**What you need to do:** Extract the complete text of the NLP technologies slides below, word for word.

Introduction to NLP 6
Technologies
• Speech recognition
• Spoken language is recognized and transformed in
into text as in dictation systems, into commands as
in robot control systems, or into some other
internal representation.
• Speech synthesis
• Utterances in spoken language are produced from
text (text-to-speech systems) or from internal
representations of words or sentences
(concept-to-speech systems)

Introduction to NLP 7
Technologies
• Text categorization
• This technology assigns texts to categories. Texts
may belong to more than one category, categories
may contain other categories. Filtering is a special
case of categorization with just two categories.
• Text Summarization
• The most relevant portions of a text are extracted
as a summary. The task depends on the needed
lengths of the summaries. Summarization is harder
if the summary has to be specific to a certain
query.

Introduction to NLP 8
Technologies
• Text Indexing
• As a precondition for document retrieval, texts are stored
in an indexed database. Usually a text is indexed for all
word forms or – after lemmatization – for all lemmas.

**Dataset extract:**
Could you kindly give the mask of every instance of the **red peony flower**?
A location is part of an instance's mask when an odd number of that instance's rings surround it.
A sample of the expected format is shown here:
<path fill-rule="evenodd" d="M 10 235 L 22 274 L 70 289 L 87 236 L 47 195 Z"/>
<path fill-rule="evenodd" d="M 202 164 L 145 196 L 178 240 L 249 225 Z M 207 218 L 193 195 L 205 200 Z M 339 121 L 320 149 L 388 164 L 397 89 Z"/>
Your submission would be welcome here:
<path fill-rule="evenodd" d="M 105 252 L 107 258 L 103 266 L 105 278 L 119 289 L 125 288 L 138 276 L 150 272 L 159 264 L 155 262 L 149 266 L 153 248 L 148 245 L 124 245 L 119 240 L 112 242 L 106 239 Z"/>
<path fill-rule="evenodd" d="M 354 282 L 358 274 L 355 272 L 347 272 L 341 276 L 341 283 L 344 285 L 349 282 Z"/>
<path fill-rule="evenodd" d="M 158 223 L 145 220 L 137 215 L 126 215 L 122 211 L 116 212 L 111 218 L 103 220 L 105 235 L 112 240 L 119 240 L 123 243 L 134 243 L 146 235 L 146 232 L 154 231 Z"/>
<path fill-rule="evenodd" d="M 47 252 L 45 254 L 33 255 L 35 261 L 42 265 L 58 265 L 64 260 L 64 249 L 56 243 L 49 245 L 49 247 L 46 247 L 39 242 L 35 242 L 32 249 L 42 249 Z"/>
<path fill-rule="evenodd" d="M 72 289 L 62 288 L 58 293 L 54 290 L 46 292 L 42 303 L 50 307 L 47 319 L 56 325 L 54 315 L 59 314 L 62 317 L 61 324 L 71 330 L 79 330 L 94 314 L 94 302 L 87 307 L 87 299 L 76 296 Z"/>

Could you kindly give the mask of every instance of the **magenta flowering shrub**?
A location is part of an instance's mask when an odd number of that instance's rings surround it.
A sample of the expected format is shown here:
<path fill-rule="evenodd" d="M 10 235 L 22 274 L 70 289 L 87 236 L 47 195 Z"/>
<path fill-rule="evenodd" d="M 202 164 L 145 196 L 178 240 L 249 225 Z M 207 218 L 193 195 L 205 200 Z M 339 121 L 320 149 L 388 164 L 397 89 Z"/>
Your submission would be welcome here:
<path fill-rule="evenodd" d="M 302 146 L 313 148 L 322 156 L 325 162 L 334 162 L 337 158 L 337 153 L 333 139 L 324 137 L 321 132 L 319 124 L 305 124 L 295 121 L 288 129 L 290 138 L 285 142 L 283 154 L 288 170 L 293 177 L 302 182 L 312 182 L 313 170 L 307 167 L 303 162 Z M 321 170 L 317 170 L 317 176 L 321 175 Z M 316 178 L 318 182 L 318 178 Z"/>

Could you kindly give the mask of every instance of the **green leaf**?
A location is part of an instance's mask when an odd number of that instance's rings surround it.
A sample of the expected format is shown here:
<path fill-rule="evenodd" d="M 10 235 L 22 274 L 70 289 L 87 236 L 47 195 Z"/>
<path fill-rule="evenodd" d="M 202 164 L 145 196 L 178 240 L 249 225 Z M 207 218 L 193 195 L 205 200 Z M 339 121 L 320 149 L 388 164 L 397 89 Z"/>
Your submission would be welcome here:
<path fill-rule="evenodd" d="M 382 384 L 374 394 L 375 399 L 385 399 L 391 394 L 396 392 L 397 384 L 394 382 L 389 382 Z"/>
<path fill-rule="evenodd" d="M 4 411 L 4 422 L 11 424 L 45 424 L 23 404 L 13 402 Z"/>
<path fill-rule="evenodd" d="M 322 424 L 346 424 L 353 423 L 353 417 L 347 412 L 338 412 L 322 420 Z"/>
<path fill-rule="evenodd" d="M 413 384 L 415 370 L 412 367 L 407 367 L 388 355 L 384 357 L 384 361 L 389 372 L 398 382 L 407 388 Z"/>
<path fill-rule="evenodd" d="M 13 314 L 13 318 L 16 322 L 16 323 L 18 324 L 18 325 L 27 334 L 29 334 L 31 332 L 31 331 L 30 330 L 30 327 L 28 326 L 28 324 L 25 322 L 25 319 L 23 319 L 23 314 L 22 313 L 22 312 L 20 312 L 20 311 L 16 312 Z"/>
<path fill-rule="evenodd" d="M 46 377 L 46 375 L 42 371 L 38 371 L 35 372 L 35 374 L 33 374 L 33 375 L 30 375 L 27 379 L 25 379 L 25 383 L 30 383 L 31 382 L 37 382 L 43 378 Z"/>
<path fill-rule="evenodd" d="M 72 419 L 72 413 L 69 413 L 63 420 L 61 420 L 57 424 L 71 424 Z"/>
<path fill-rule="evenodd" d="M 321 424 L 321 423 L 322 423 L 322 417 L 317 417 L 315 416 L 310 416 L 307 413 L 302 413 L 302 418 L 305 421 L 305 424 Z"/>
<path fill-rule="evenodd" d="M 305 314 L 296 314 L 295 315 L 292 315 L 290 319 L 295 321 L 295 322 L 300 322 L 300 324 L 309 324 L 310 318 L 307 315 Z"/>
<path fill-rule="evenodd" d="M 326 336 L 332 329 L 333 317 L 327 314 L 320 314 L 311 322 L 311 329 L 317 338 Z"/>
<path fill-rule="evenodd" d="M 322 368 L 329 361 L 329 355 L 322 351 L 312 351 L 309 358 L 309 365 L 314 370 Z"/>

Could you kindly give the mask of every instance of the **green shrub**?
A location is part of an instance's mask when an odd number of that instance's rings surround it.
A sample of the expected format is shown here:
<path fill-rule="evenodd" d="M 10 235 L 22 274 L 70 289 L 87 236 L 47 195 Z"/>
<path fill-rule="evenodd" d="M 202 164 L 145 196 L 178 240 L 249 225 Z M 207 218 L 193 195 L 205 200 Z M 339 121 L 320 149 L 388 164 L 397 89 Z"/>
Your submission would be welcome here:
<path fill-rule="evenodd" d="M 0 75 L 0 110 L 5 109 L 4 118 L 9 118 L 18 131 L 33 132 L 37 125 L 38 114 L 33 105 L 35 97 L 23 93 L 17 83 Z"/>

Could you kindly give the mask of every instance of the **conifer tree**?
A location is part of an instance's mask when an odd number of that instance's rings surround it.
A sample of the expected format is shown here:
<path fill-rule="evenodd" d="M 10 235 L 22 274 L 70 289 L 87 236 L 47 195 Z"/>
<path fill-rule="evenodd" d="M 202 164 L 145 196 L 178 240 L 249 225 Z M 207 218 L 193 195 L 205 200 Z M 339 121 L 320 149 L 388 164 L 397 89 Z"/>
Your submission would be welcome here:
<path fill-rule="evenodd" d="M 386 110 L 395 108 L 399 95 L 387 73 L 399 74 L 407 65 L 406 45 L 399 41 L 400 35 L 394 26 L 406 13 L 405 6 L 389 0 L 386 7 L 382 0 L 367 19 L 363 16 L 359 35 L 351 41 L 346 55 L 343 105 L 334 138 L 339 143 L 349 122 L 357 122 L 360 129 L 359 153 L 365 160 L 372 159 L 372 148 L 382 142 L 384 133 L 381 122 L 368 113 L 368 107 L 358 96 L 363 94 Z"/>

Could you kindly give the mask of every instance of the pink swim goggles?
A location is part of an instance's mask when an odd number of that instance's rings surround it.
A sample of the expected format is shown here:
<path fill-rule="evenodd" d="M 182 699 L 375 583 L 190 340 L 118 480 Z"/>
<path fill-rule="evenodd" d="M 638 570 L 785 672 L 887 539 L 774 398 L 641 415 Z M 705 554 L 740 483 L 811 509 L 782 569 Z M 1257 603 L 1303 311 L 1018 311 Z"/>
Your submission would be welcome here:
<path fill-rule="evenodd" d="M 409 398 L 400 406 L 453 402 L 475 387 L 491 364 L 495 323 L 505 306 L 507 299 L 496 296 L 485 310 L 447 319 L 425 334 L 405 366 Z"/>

**Solution to the problem:**
Introduction to NLP 6
Technologies
• Speech recognition
• Spoken language is recognized and transformed in
into text as in dictation systems, into commands as
in robot control systems, or into some other
internal representation.
• Speech synthesis
• Utterances in spoken language are produced from
text (text-to-speech systems) or from internal
representations of words or sentences
(concept-to-speech systems)

Introduction to NLP 7
Technologies
• Text categorization
• This technology assigns texts to categories. Texts
may belong to more than one category, categories
may contain other categories. Filtering is a special
case of categorization with just two categories.
• Text Summarization
• The most relevant portions of a text are extracted
as a summary. The task depends on the needed
lengths of the summaries. Summarization is harder
if the summary has to be specific to a certain
query.

Introduction to NLP 8
Technologies
• Text Indexing
• As a precondition for document retrieval, texts are stored
in an indexed database. Usually a text is indexed for all
word forms or – after lemmatization – for all lemmas.